> SET PROBLEM: Please pull out and copy every line below that contains the string "desk". Case counts.

> EXTRACTED INFORMATION:
* Start *

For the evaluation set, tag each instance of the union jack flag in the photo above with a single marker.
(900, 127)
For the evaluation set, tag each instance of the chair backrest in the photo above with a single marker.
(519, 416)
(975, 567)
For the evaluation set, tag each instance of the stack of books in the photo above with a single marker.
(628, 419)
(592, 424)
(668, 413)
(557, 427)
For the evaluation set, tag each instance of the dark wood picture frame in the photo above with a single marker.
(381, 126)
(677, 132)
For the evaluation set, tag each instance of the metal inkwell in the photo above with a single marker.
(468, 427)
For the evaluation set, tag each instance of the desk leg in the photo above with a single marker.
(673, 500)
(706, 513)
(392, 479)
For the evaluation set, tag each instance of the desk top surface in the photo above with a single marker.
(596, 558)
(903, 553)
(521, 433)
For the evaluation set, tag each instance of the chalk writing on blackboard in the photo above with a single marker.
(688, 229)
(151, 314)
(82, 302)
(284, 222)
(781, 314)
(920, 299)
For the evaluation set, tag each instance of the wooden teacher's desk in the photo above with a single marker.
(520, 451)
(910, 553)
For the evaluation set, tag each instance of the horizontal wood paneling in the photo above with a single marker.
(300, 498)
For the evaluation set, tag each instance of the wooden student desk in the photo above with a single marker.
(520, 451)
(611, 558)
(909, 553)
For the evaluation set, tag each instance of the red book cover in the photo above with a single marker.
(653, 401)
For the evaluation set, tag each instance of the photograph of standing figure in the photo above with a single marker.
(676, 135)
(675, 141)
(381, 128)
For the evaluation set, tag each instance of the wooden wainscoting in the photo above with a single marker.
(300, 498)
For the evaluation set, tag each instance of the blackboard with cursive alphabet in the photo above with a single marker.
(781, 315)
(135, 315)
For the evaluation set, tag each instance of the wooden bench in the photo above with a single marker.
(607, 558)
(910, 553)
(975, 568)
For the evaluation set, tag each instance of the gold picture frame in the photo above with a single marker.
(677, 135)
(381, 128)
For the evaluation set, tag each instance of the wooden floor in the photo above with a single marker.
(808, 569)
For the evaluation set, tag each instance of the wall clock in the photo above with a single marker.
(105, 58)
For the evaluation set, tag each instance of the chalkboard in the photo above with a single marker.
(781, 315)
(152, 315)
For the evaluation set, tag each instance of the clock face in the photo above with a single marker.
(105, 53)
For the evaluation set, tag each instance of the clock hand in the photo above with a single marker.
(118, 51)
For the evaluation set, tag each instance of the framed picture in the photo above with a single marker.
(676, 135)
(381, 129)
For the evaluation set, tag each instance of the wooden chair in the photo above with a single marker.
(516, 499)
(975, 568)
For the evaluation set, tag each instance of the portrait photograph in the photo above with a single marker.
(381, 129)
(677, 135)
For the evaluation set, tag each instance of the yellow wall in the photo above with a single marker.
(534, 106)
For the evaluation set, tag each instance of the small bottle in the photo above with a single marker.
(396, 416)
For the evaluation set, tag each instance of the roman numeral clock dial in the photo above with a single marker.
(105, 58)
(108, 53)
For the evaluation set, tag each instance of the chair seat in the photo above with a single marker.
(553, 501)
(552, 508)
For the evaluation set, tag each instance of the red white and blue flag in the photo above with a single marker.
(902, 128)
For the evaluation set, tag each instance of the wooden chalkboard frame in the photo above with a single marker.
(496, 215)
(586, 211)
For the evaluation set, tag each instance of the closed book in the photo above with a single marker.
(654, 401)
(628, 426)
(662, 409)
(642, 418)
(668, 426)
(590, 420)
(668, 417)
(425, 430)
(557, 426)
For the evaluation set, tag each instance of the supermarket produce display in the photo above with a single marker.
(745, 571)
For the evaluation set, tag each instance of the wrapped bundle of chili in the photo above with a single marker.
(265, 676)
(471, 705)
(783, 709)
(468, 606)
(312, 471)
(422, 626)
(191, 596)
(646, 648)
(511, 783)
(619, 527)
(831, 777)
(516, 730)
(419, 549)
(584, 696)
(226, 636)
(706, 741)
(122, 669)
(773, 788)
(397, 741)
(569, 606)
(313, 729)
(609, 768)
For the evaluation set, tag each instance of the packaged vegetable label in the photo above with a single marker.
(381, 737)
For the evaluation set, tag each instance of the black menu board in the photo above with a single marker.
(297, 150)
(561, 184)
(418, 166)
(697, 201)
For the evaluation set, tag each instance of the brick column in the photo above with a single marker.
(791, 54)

* End *
* Start *

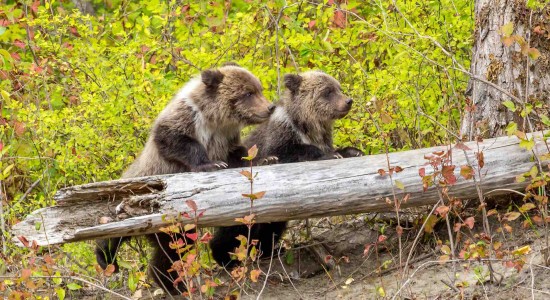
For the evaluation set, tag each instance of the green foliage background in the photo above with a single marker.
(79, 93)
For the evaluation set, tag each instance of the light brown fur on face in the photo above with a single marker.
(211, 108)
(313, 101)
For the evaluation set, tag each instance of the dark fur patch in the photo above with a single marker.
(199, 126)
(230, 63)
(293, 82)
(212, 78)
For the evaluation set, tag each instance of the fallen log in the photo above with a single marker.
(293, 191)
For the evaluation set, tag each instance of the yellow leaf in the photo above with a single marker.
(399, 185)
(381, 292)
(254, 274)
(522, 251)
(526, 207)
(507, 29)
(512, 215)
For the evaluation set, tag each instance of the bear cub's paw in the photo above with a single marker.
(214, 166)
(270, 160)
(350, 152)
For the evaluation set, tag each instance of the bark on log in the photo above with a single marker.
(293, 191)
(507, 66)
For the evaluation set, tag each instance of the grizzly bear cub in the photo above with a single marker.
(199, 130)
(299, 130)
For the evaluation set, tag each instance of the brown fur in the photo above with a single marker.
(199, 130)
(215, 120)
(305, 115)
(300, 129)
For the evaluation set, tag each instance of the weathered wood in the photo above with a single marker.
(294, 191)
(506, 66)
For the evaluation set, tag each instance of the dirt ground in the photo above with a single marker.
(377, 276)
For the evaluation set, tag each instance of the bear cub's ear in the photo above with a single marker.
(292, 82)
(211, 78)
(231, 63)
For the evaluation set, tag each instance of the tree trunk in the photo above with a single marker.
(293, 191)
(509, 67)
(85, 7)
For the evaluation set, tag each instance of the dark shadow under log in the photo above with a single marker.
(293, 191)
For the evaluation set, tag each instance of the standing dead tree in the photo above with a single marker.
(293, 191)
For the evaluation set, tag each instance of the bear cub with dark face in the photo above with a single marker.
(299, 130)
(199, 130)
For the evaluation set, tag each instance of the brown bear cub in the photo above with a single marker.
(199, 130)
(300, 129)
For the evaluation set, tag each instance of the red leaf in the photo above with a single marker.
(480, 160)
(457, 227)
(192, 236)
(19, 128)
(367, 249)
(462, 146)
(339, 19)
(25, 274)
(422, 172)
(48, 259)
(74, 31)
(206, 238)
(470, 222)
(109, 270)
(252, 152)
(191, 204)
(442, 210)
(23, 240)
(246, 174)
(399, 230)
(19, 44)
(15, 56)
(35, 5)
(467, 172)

* End *

> SOLVED EXERCISE:
For the evaluation set, tag each instance of the desk leg in the photo above with a single marker.
For the evaluation set, tag each instance of the desk top surface in the photo above with a single marker.
For the evaluation set, tag each instance of the wooden teacher's desk in the photo above with a single marker.
For the evaluation set, tag each instance of the wooden student desk in the photo above with a single marker.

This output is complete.